### Exercise brief
State how many lines of the records below contain the word "tall", giving the number and nothing else.

### Record excerpts
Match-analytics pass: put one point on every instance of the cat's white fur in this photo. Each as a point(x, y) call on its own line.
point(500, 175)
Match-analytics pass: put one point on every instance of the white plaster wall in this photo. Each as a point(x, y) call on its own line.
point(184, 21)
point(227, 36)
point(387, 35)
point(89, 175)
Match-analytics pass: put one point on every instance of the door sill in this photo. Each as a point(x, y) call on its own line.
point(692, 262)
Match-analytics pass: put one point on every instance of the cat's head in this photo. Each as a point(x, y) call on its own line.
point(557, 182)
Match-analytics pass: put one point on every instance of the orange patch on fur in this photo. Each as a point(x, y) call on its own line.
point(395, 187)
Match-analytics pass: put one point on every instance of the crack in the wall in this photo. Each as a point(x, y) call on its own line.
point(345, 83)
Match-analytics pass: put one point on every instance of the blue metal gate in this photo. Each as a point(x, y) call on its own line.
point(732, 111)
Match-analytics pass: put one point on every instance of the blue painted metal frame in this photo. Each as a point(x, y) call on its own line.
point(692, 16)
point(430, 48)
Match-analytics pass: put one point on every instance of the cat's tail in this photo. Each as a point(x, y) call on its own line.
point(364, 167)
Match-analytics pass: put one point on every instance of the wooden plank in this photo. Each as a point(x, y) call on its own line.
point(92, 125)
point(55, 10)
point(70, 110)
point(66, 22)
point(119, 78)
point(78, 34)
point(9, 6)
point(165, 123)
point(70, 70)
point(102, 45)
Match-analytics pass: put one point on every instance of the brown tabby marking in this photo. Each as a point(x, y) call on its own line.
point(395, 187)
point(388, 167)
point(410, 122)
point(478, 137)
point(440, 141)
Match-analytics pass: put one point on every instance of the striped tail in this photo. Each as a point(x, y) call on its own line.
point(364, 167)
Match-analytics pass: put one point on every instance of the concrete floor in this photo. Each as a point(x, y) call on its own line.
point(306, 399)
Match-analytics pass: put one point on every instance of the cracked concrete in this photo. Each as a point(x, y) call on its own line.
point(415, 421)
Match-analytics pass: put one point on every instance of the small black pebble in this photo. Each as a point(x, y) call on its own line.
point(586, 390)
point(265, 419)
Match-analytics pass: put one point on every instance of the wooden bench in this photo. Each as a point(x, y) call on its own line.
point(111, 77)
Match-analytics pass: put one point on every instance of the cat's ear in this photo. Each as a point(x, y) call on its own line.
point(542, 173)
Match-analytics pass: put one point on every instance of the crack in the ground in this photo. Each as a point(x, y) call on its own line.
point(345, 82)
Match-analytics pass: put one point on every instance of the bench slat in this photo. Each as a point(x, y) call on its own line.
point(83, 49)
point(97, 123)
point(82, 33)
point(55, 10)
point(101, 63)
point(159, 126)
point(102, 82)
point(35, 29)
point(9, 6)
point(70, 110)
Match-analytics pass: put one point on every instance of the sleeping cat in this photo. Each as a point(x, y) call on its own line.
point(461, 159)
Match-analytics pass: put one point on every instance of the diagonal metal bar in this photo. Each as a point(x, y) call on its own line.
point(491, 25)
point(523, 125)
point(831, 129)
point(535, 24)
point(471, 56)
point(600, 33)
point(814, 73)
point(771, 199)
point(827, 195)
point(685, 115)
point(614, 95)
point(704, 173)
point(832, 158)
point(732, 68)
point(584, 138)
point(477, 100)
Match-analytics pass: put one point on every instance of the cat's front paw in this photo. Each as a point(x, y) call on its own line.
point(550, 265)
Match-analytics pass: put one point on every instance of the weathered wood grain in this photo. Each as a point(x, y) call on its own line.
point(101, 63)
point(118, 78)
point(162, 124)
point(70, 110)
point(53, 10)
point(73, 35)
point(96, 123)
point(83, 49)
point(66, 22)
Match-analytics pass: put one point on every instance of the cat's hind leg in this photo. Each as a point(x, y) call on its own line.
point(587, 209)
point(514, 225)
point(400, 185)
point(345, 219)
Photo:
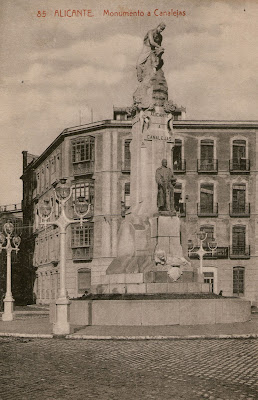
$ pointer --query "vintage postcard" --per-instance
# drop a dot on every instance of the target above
(129, 199)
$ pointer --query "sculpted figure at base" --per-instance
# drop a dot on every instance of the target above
(150, 57)
(166, 183)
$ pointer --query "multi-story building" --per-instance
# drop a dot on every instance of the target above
(215, 163)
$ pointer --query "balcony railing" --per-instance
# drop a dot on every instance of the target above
(11, 207)
(126, 166)
(207, 211)
(239, 166)
(82, 253)
(239, 210)
(179, 167)
(83, 167)
(221, 253)
(181, 209)
(239, 252)
(207, 166)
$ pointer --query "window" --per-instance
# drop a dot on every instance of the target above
(84, 280)
(127, 195)
(127, 156)
(207, 150)
(84, 189)
(82, 238)
(209, 229)
(238, 198)
(207, 198)
(42, 179)
(47, 175)
(238, 280)
(83, 150)
(239, 154)
(239, 240)
(207, 162)
(53, 165)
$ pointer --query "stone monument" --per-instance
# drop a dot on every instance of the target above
(150, 257)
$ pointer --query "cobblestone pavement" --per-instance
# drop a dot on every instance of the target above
(57, 369)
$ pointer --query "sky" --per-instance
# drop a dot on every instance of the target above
(54, 70)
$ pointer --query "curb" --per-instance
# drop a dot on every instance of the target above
(192, 337)
(28, 335)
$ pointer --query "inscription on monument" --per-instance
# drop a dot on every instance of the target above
(168, 139)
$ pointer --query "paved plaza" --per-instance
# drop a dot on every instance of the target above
(59, 369)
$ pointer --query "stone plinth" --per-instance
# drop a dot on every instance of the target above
(160, 312)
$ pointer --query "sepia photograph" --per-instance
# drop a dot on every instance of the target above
(129, 200)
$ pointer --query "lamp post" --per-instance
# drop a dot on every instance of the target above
(202, 236)
(82, 208)
(8, 300)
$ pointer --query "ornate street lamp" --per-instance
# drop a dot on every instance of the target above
(8, 239)
(202, 236)
(63, 193)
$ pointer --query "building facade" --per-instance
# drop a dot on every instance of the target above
(215, 163)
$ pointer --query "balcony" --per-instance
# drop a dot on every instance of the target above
(179, 167)
(181, 209)
(239, 166)
(82, 253)
(207, 211)
(239, 252)
(207, 166)
(83, 168)
(241, 211)
(126, 166)
(221, 253)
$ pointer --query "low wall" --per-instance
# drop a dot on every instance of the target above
(159, 312)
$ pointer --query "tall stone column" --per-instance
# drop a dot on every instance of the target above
(106, 194)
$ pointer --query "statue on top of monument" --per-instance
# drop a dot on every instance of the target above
(150, 60)
(166, 182)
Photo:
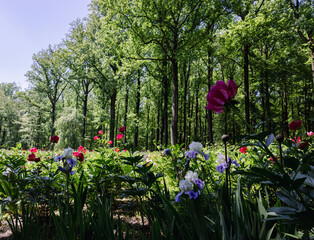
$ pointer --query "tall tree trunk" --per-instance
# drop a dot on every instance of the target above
(113, 99)
(85, 111)
(312, 57)
(175, 91)
(164, 118)
(196, 137)
(285, 109)
(126, 113)
(137, 109)
(147, 127)
(209, 113)
(186, 75)
(246, 85)
(174, 115)
(53, 118)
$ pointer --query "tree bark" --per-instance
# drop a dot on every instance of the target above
(246, 86)
(126, 114)
(174, 115)
(113, 99)
(137, 109)
(209, 113)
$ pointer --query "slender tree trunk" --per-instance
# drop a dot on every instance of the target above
(285, 109)
(137, 109)
(186, 75)
(126, 114)
(174, 116)
(147, 127)
(209, 113)
(196, 137)
(113, 99)
(158, 119)
(246, 85)
(53, 118)
(85, 112)
(164, 130)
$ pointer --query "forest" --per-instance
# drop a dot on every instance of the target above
(148, 65)
(165, 120)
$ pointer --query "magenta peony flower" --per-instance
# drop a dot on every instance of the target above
(54, 139)
(220, 94)
(294, 125)
(243, 150)
(33, 150)
(119, 136)
(96, 137)
(80, 156)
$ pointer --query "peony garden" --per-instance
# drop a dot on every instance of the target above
(163, 120)
(260, 188)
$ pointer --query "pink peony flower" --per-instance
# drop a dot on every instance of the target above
(80, 149)
(80, 156)
(294, 125)
(303, 145)
(33, 150)
(310, 133)
(296, 140)
(31, 157)
(243, 150)
(96, 138)
(54, 139)
(220, 94)
(119, 136)
(122, 129)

### Response area
2